● The problem
Find every line in the items below that contains the word "logo", and copy each of those lines.

● Data supplied
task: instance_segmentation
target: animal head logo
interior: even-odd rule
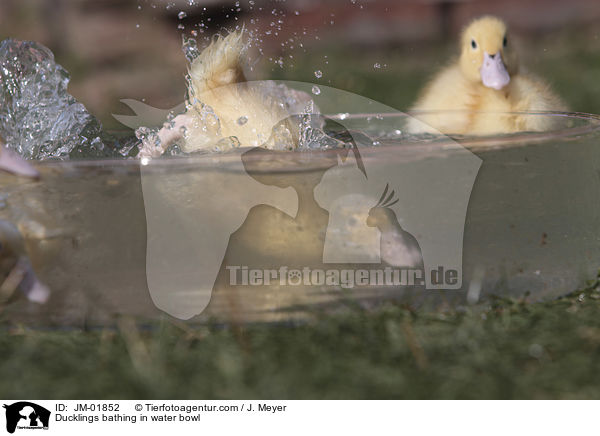
[[[389,187],[389,183],[385,185],[381,198],[379,198],[377,204],[369,210],[369,218],[367,218],[367,225],[369,227],[377,227],[380,231],[383,230],[386,225],[398,221],[398,218],[396,218],[396,214],[391,207],[400,200],[394,197],[396,191],[390,192],[386,197]]]
[[[48,429],[50,411],[29,401],[19,401],[4,405],[6,409],[6,431],[14,433],[19,429]]]

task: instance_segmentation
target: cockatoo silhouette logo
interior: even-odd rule
[[[17,428],[48,429],[50,411],[29,401],[4,405],[6,409],[6,431],[14,433]]]
[[[170,159],[142,161],[146,276],[154,304],[180,319],[199,315],[220,272],[244,250],[254,263],[275,257],[293,264],[306,258],[324,268],[410,266],[422,269],[425,289],[460,289],[466,211],[481,160],[449,138],[443,148],[397,146],[383,154],[357,124],[367,117],[352,114],[382,114],[376,118],[386,131],[403,129],[407,115],[346,91],[320,86],[311,95],[313,84],[279,83],[310,95],[320,113],[338,113],[329,118],[344,130],[352,152],[259,147],[264,153],[248,154],[242,144],[228,153],[190,156],[176,167]],[[302,127],[299,134],[306,136]],[[306,239],[282,247],[277,231]],[[450,272],[442,274],[448,280],[439,279],[441,270]]]

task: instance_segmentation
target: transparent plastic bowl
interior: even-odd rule
[[[308,232],[302,226],[290,231],[298,225],[294,213],[258,213],[228,241],[227,259],[214,289],[211,292],[203,285],[198,290],[210,297],[210,303],[191,319],[282,321],[310,316],[323,308],[336,310],[348,301],[375,306],[399,300],[431,310],[481,303],[492,294],[554,298],[596,276],[600,267],[598,116],[522,114],[554,117],[557,128],[544,133],[425,139],[398,132],[407,116],[343,118],[347,128],[375,138],[377,145],[360,147],[361,158],[371,171],[394,165],[408,173],[425,161],[443,166],[457,152],[457,145],[481,159],[464,220],[459,289],[228,286],[227,272],[222,269],[227,259],[265,268],[283,262],[282,256],[295,265],[319,264],[315,253],[328,225],[323,210],[315,208],[315,216],[321,219],[311,223]],[[366,141],[361,135],[356,138]],[[268,179],[265,183],[310,192],[324,170],[339,159],[338,154],[333,150],[265,151],[248,160],[247,166],[263,182]],[[156,159],[143,169],[136,160],[44,161],[36,163],[40,181],[0,175],[4,197],[0,218],[18,225],[37,275],[52,290],[46,305],[19,299],[4,307],[0,316],[12,322],[76,326],[110,324],[119,314],[143,319],[168,316],[149,292],[150,282],[156,281],[152,274],[159,275],[163,286],[172,282],[177,293],[181,272],[173,268],[177,253],[169,244],[162,253],[164,265],[159,265],[158,272],[147,271],[149,250],[156,250],[157,241],[153,239],[156,229],[150,232],[147,225],[154,220],[155,208],[149,205],[143,187],[158,186],[155,194],[163,195],[165,207],[172,211],[170,223],[163,225],[192,233],[223,232],[219,228],[222,218],[237,207],[239,186],[247,180],[239,162],[239,153]],[[418,193],[420,187],[408,188]],[[206,192],[214,193],[218,201],[207,203]],[[413,201],[436,199],[416,196]],[[435,221],[443,225],[444,215]],[[419,239],[421,235],[414,236]],[[316,248],[311,246],[315,241]],[[196,254],[202,253],[206,250]],[[152,256],[156,265],[157,256],[161,257],[156,252]],[[193,262],[190,265],[193,268]],[[185,299],[177,301],[184,304]]]

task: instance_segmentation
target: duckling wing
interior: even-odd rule
[[[565,111],[567,105],[543,80],[520,74],[513,78],[511,87],[512,112]],[[554,117],[517,116],[516,129],[521,131],[544,131],[554,127]]]

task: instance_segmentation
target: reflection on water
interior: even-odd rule
[[[277,282],[231,286],[227,266],[245,266],[248,270],[277,269],[282,265],[290,269],[323,268],[333,209],[319,202],[319,184],[328,170],[339,165],[338,153],[348,152],[267,152],[263,156],[261,151],[245,150],[248,156],[260,155],[254,161],[242,159],[247,173],[265,189],[293,191],[297,204],[274,207],[267,202],[243,214],[246,218],[223,243],[224,256],[218,259],[210,303],[194,320],[286,320],[310,315],[316,307],[335,310],[348,299],[366,305],[388,299],[415,307],[465,304],[472,280],[481,282],[482,297],[529,292],[531,298],[552,298],[575,289],[595,276],[600,266],[597,121],[577,123],[587,130],[545,137],[536,134],[461,140],[483,164],[467,211],[463,284],[452,291],[426,291],[423,286],[406,286],[401,291],[385,286],[281,286]],[[486,141],[494,146],[483,147]],[[361,152],[369,165],[393,165],[402,173],[414,170],[422,160],[444,163],[452,158],[453,152],[443,143],[419,145],[419,153],[411,147],[383,138],[381,146]],[[430,152],[424,154],[423,150]],[[242,204],[233,193],[239,191],[239,183],[245,183],[248,174],[232,166],[233,160],[228,155],[165,159],[143,171],[168,196],[168,204],[173,206],[171,224],[195,226],[190,228],[200,232],[203,228],[218,228],[225,207]],[[110,323],[116,313],[160,316],[162,312],[148,291],[147,245],[153,242],[147,231],[149,209],[142,190],[146,182],[142,182],[139,163],[46,162],[38,168],[42,181],[0,175],[4,196],[0,219],[17,224],[38,277],[53,293],[45,306],[22,299],[3,308],[2,316],[33,324],[70,325]],[[199,190],[211,187],[227,201],[199,201]],[[379,188],[372,206],[384,188],[385,184]],[[414,188],[418,190],[419,186]],[[401,198],[393,207],[406,201]],[[187,206],[177,210],[176,204]],[[406,226],[403,209],[394,210],[395,224],[390,218],[388,223],[368,227],[367,210],[356,218],[361,223],[364,219],[365,225],[356,228],[375,232],[365,235],[374,235],[372,239],[379,244],[385,224],[397,225],[421,243],[424,236],[414,231],[414,226]],[[197,218],[200,212],[210,217],[212,227]],[[439,214],[435,220],[442,225],[446,218]],[[351,247],[349,244],[341,249]],[[172,258],[168,250],[165,246],[164,259]],[[390,258],[382,257],[367,256],[362,264],[334,262],[326,267],[356,270],[392,264]],[[164,280],[167,284],[172,280],[168,271]]]

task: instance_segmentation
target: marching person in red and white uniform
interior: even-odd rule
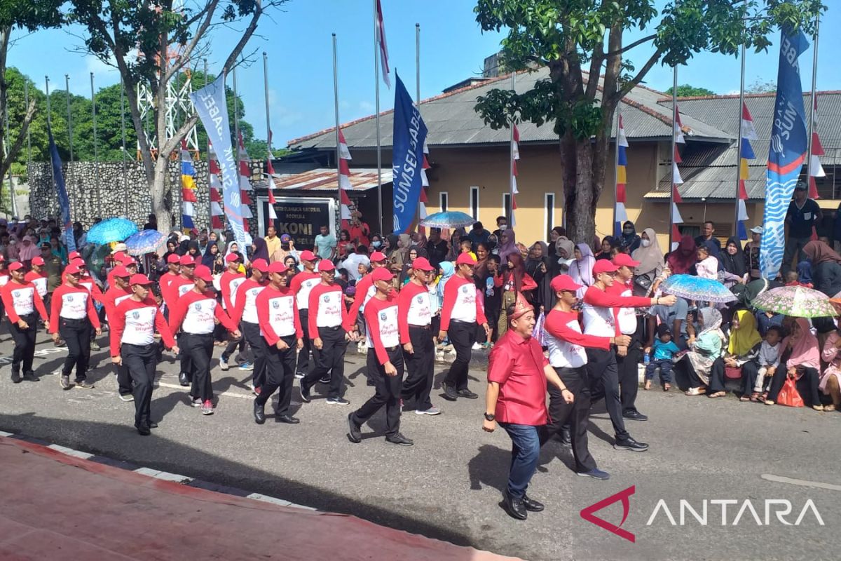
[[[432,342],[432,306],[426,281],[435,269],[426,257],[412,262],[411,279],[400,289],[397,298],[400,343],[406,363],[403,382],[403,403],[414,408],[415,415],[438,415],[429,393],[435,375],[435,345]]]
[[[456,359],[441,384],[445,398],[450,401],[455,401],[459,397],[468,400],[479,397],[468,389],[468,370],[473,345],[476,342],[476,324],[484,328],[485,335],[490,340],[490,328],[473,283],[475,267],[476,260],[469,253],[462,253],[456,260],[456,273],[444,287],[438,341],[443,341],[448,336],[456,350]]]
[[[334,282],[336,266],[322,260],[319,273],[321,282],[309,291],[309,313],[304,326],[312,340],[315,366],[301,378],[301,399],[309,403],[310,389],[329,375],[327,403],[346,405],[350,401],[341,397],[341,381],[345,377],[345,352],[351,338],[347,308],[341,287]]]
[[[640,307],[654,305],[658,302],[671,305],[674,296],[642,298],[639,296],[615,296],[608,294],[608,288],[614,283],[613,275],[619,267],[606,259],[600,259],[593,266],[593,285],[584,294],[584,332],[600,337],[619,336],[622,334],[616,322],[614,308]],[[616,353],[624,355],[627,347],[617,346],[616,350],[587,349],[587,375],[590,378],[592,400],[605,398],[607,412],[616,431],[616,450],[645,452],[648,445],[637,442],[625,430],[622,419],[622,405],[619,398],[619,379],[616,370]]]
[[[44,300],[38,293],[38,288],[32,283],[24,279],[24,264],[15,262],[9,265],[12,280],[0,288],[6,316],[8,318],[8,331],[14,339],[14,351],[12,353],[12,382],[20,383],[20,365],[24,364],[24,378],[38,382],[39,378],[32,370],[32,361],[35,356],[35,334],[38,332],[38,318],[50,323],[47,310],[44,307]]]
[[[416,261],[416,260],[415,260]],[[362,407],[347,415],[352,442],[362,442],[360,427],[385,405],[385,441],[399,446],[415,442],[400,434],[400,394],[403,387],[403,349],[398,326],[397,294],[391,281],[394,275],[383,267],[371,273],[377,294],[365,306],[368,353],[376,356],[376,369],[368,373],[377,392]]]
[[[227,314],[218,305],[211,289],[213,275],[204,265],[195,267],[192,290],[178,299],[169,320],[170,331],[182,331],[178,348],[189,357],[193,365],[193,384],[190,401],[201,407],[202,415],[213,415],[213,385],[210,380],[210,358],[213,356],[213,332],[216,322],[221,323],[235,338],[240,331]]]
[[[255,303],[262,335],[266,341],[263,346],[266,380],[254,400],[254,421],[258,425],[266,422],[264,408],[277,389],[275,422],[297,425],[300,421],[289,415],[289,402],[295,381],[295,350],[304,347],[304,330],[299,320],[295,293],[288,287],[286,264],[282,261],[272,263],[268,267],[268,275],[269,285],[257,294]]]
[[[251,276],[236,289],[236,304],[230,313],[231,319],[240,326],[242,336],[254,354],[251,389],[255,394],[260,393],[260,388],[266,381],[266,341],[260,334],[261,322],[257,317],[257,299],[266,288],[267,278],[268,263],[266,260],[255,259],[251,262]]]
[[[581,333],[578,312],[573,306],[578,302],[576,291],[582,285],[573,281],[569,275],[558,275],[552,279],[552,291],[555,293],[555,307],[547,314],[543,331],[546,345],[549,350],[549,363],[558,377],[574,396],[570,403],[564,399],[563,390],[550,386],[549,422],[540,435],[542,446],[566,423],[570,425],[573,458],[575,473],[597,479],[606,479],[610,475],[596,467],[595,460],[590,454],[587,446],[587,422],[590,418],[590,384],[587,381],[587,352],[584,347],[608,351],[611,345],[624,346],[631,341],[626,335],[600,337]]]
[[[102,335],[99,317],[93,307],[90,290],[82,286],[79,278],[82,271],[77,265],[68,265],[64,270],[65,282],[53,292],[50,303],[50,327],[53,341],[58,341],[59,334],[67,344],[67,357],[61,368],[59,383],[64,389],[70,389],[70,373],[76,366],[76,387],[90,389],[87,384],[87,364],[91,356],[91,328]]]
[[[301,325],[306,331],[309,325],[309,291],[321,282],[321,275],[315,272],[315,254],[309,250],[304,250],[300,254],[301,264],[304,270],[293,277],[292,284],[289,288],[295,293],[295,304],[298,305],[298,314],[300,317]],[[295,378],[304,378],[309,369],[309,352],[312,350],[312,343],[308,334],[304,333],[304,348],[298,353],[298,366],[296,367]],[[313,361],[315,360],[315,352],[313,351]]]
[[[115,267],[114,277],[125,271]],[[157,366],[158,346],[155,341],[157,328],[164,344],[178,352],[175,339],[152,298],[152,282],[145,275],[135,274],[129,281],[131,294],[111,310],[108,323],[111,330],[111,362],[125,368],[134,382],[135,427],[147,436],[150,429],[157,428],[151,420],[152,386]]]

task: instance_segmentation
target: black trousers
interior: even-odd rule
[[[87,363],[91,359],[91,320],[60,317],[58,332],[67,343],[67,357],[64,359],[61,375],[69,376],[75,366],[76,381],[83,382],[87,377]]]
[[[630,435],[625,430],[622,404],[619,398],[619,378],[616,354],[613,349],[586,349],[587,378],[590,380],[590,399],[595,403],[605,398],[605,406],[611,415],[616,440],[626,440]]]
[[[251,373],[251,382],[255,388],[261,388],[266,382],[266,340],[260,335],[260,325],[256,323],[243,321],[240,324],[242,336],[251,347],[254,354],[254,371]],[[285,341],[285,339],[284,339]],[[294,347],[294,345],[290,345]],[[294,351],[293,351],[294,355]]]
[[[539,431],[540,445],[545,444],[569,423],[569,434],[573,441],[573,458],[575,471],[586,472],[595,469],[595,460],[590,455],[587,446],[587,424],[590,421],[590,382],[584,367],[578,368],[555,368],[558,378],[575,396],[569,404],[563,400],[561,391],[549,385],[549,423]]]
[[[345,330],[341,325],[319,327],[318,334],[321,339],[321,349],[313,347],[313,362],[315,366],[301,380],[301,386],[312,388],[316,382],[330,373],[330,389],[327,397],[341,397],[341,381],[345,378],[345,352],[347,350]],[[306,347],[301,352],[305,350]],[[299,372],[300,365],[300,354],[299,354]]]
[[[193,384],[190,397],[201,398],[202,401],[213,400],[213,384],[210,380],[210,358],[213,357],[213,333],[184,333],[184,347],[181,352],[190,357],[193,364]]]
[[[450,365],[450,370],[444,378],[444,384],[457,390],[468,389],[468,371],[470,369],[470,356],[473,343],[476,342],[476,324],[466,321],[450,321],[447,336],[456,350],[456,359]]]
[[[32,361],[35,356],[35,335],[38,333],[38,315],[32,313],[21,315],[20,319],[29,326],[21,329],[18,324],[8,320],[8,331],[14,340],[14,351],[12,352],[12,373],[20,374],[21,363],[24,364],[24,373],[32,373]]]
[[[157,366],[157,345],[123,343],[120,354],[123,366],[135,384],[135,426],[149,426],[151,415],[152,387]]]
[[[362,404],[352,417],[353,422],[358,425],[365,424],[373,416],[383,405],[385,405],[385,434],[392,437],[400,431],[400,391],[403,387],[403,349],[400,346],[386,349],[389,360],[397,368],[396,376],[385,373],[385,367],[374,359],[377,368],[371,373],[377,388],[376,393],[370,400]],[[368,356],[376,354],[373,348],[368,349]]]
[[[429,393],[432,390],[435,376],[435,347],[429,325],[409,326],[409,340],[413,354],[403,353],[406,367],[406,379],[403,382],[403,402],[407,407],[426,411],[432,406]]]
[[[292,400],[292,385],[295,381],[295,336],[281,337],[289,348],[281,351],[275,345],[266,345],[263,353],[266,364],[265,381],[259,386],[260,394],[255,400],[261,406],[265,405],[276,389],[278,407],[274,410],[278,415],[289,412]],[[255,366],[257,369],[257,366]]]

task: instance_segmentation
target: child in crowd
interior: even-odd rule
[[[652,347],[645,349],[647,353],[651,352]],[[654,378],[654,369],[660,368],[660,382],[663,384],[663,391],[667,392],[672,387],[672,357],[675,352],[680,352],[680,349],[672,341],[672,333],[669,330],[669,325],[661,323],[657,326],[657,339],[654,340],[654,354],[651,357],[651,362],[645,367],[645,389],[651,389],[651,380]]]
[[[771,325],[765,331],[765,340],[759,347],[759,354],[754,359],[759,366],[759,373],[754,384],[754,393],[750,396],[751,401],[764,401],[768,397],[774,373],[780,366],[780,352],[782,350],[780,341],[782,338],[783,328],[780,325]]]

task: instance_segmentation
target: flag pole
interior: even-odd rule
[[[373,82],[377,110],[377,208],[379,210],[379,234],[383,236],[385,232],[383,231],[383,154],[379,136],[379,52],[378,52],[379,45],[378,44],[378,24],[377,0],[373,0]],[[338,124],[336,124],[336,135],[338,135]]]

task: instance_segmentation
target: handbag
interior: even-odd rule
[[[777,394],[777,403],[786,407],[804,406],[803,398],[800,396],[793,378],[785,377],[785,382],[783,384],[780,394]]]

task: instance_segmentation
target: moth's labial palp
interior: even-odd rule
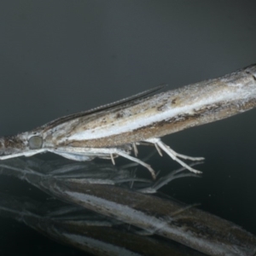
[[[32,136],[28,139],[28,147],[30,149],[38,149],[43,146],[43,138],[40,136]]]

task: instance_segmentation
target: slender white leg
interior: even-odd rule
[[[134,162],[136,162],[136,163],[138,163],[138,164],[142,165],[143,166],[146,167],[146,168],[150,172],[150,173],[151,173],[153,178],[155,179],[155,173],[154,173],[154,171],[152,169],[152,167],[151,167],[149,165],[144,163],[143,161],[137,159],[137,158],[135,158],[135,157],[133,157],[133,156],[131,156],[131,155],[128,154],[125,154],[125,153],[123,152],[123,151],[117,151],[116,154],[119,154],[119,155],[121,155],[121,156],[123,156],[123,157],[125,157],[125,158],[127,158],[127,159],[131,160],[131,161],[134,161]]]
[[[138,151],[137,151],[137,148],[136,143],[132,143],[132,147],[133,147],[133,150],[134,150],[134,154],[135,154],[135,156],[137,156]]]
[[[160,138],[151,138],[151,139],[146,140],[145,142],[154,144],[156,148],[161,148],[172,160],[178,162],[182,166],[185,167],[186,169],[189,170],[190,172],[195,172],[195,173],[201,173],[201,172],[192,168],[191,166],[188,166],[186,163],[184,163],[178,158],[190,160],[204,160],[203,157],[190,157],[190,156],[188,156],[185,154],[178,154],[178,153],[175,152],[174,150],[172,150],[169,146],[165,144],[163,142],[161,142],[161,140]]]
[[[115,161],[114,161],[114,159],[113,159],[113,154],[110,154],[110,158],[111,158],[111,160],[112,160],[113,166],[115,166]]]

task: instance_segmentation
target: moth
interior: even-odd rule
[[[183,129],[219,120],[256,106],[256,64],[214,79],[156,94],[157,86],[128,98],[64,116],[32,131],[0,138],[0,160],[52,152],[78,160],[125,157],[152,167],[137,158],[137,146],[154,144],[195,173],[160,137]],[[131,154],[132,151],[134,155]]]

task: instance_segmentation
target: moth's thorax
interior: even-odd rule
[[[46,131],[46,143],[112,147],[162,137],[255,106],[255,67],[81,116]]]

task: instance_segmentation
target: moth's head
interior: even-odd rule
[[[26,133],[0,138],[0,160],[32,155],[33,151],[43,147],[43,138],[38,135]]]

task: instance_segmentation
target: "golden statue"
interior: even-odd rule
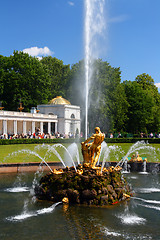
[[[92,143],[89,143],[93,140]],[[101,133],[99,127],[95,128],[95,134],[88,138],[85,142],[82,142],[82,155],[84,159],[84,164],[95,168],[101,152],[101,143],[104,140],[104,134]]]

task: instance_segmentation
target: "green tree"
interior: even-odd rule
[[[127,101],[121,85],[121,72],[109,63],[97,59],[94,61],[89,90],[89,129],[98,125],[102,131],[122,130],[126,121]],[[85,71],[84,61],[72,65],[69,96],[72,103],[81,106],[82,130],[85,116]]]
[[[158,131],[160,126],[159,94],[153,79],[149,75],[142,74],[137,76],[135,81],[125,81],[123,84],[129,104],[126,130],[133,133],[146,131],[146,129]]]
[[[66,97],[68,90],[68,76],[70,65],[64,65],[62,60],[57,58],[43,57],[41,63],[45,66],[51,80],[51,98],[56,96]]]

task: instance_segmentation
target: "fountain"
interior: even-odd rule
[[[88,143],[93,140],[93,143]],[[82,142],[83,165],[53,170],[35,187],[39,200],[66,204],[111,205],[130,198],[131,190],[121,175],[121,167],[96,166],[104,135],[100,128]]]
[[[92,4],[95,4],[96,2],[103,3],[104,1],[86,0],[88,11],[91,11],[92,9],[92,5],[90,5],[91,2]],[[89,12],[87,13],[87,16],[89,18]],[[90,49],[86,48],[86,50],[88,51]],[[90,56],[90,54],[88,56]],[[91,72],[89,73],[89,57],[87,59],[86,68],[88,73],[86,75],[89,77],[91,75]],[[87,86],[86,88],[88,88]],[[88,90],[86,92],[88,95]],[[88,97],[86,100],[86,106],[87,112]],[[86,121],[86,129],[87,125],[88,120]],[[19,188],[15,185],[13,186],[13,182],[16,182],[17,180],[17,174],[0,175],[0,202],[1,206],[3,206],[0,209],[0,238],[4,240],[38,240],[40,238],[44,240],[159,239],[160,179],[159,174],[156,172],[150,174],[149,178],[147,175],[138,173],[126,174],[127,181],[133,186],[135,191],[135,196],[131,197],[130,201],[119,201],[119,204],[114,205],[114,208],[88,207],[88,205],[93,204],[98,206],[108,206],[108,204],[113,205],[117,203],[116,194],[120,196],[118,200],[126,199],[123,191],[128,193],[125,188],[128,188],[128,191],[130,189],[125,182],[125,178],[118,170],[120,169],[118,167],[123,166],[123,164],[126,163],[126,158],[131,153],[135,153],[135,151],[139,151],[140,149],[151,150],[148,146],[145,146],[145,144],[138,143],[130,149],[121,161],[119,161],[116,168],[109,167],[107,169],[105,168],[106,161],[108,160],[110,153],[117,150],[117,147],[108,147],[104,142],[102,143],[102,146],[103,148],[100,153],[100,155],[102,152],[104,154],[102,166],[99,167],[100,162],[98,159],[98,167],[95,165],[95,168],[92,168],[93,166],[86,165],[86,167],[83,167],[80,165],[78,154],[75,154],[77,150],[74,150],[72,154],[72,151],[66,148],[66,155],[70,160],[67,159],[65,162],[65,159],[63,159],[57,151],[58,147],[64,147],[60,145],[41,146],[42,148],[46,148],[46,155],[44,158],[37,155],[40,161],[45,163],[50,155],[55,154],[63,166],[62,170],[56,170],[55,172],[53,169],[51,171],[48,167],[50,173],[43,176],[40,180],[40,183],[42,184],[40,185],[40,191],[42,191],[41,197],[45,195],[45,199],[51,200],[51,202],[35,202],[33,188],[35,188],[35,184],[38,183],[37,175],[39,176],[39,172],[34,175],[30,175],[29,173],[27,175],[24,174],[27,179],[23,179],[25,185],[22,188],[20,188],[19,185]],[[75,146],[73,146],[73,148],[76,149]],[[67,153],[67,151],[69,153]],[[33,151],[28,151],[27,153],[35,154]],[[75,158],[77,159],[77,163],[75,163]],[[91,158],[89,163],[92,163],[94,160],[95,159]],[[73,165],[73,167],[67,167],[68,163]],[[117,169],[117,171],[115,169]],[[157,170],[159,171],[159,166],[157,166]],[[90,172],[91,179],[87,175],[88,172]],[[65,178],[65,181],[63,181],[62,176]],[[60,202],[57,195],[51,195],[51,192],[47,191],[47,187],[43,182],[45,179],[48,182],[56,182],[57,185],[55,186],[58,188]],[[104,185],[101,185],[102,183],[100,179],[103,180]],[[117,182],[117,179],[119,179],[119,182]],[[119,183],[124,185],[124,189],[121,189],[122,191],[117,190],[116,185]],[[65,184],[70,184],[67,186],[68,191],[66,192],[65,189],[62,189],[62,185],[64,186]],[[79,192],[81,190],[82,194],[80,198],[78,190],[73,190],[75,184],[77,184]],[[82,185],[85,185],[86,189],[82,190]],[[64,196],[66,197],[66,194],[70,202],[83,203],[87,206],[84,207],[78,204],[68,206],[68,204],[62,204],[61,200]],[[53,203],[54,201],[57,202]]]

● Answer to this problem
target: animal head logo
target: cockatoo silhouette logo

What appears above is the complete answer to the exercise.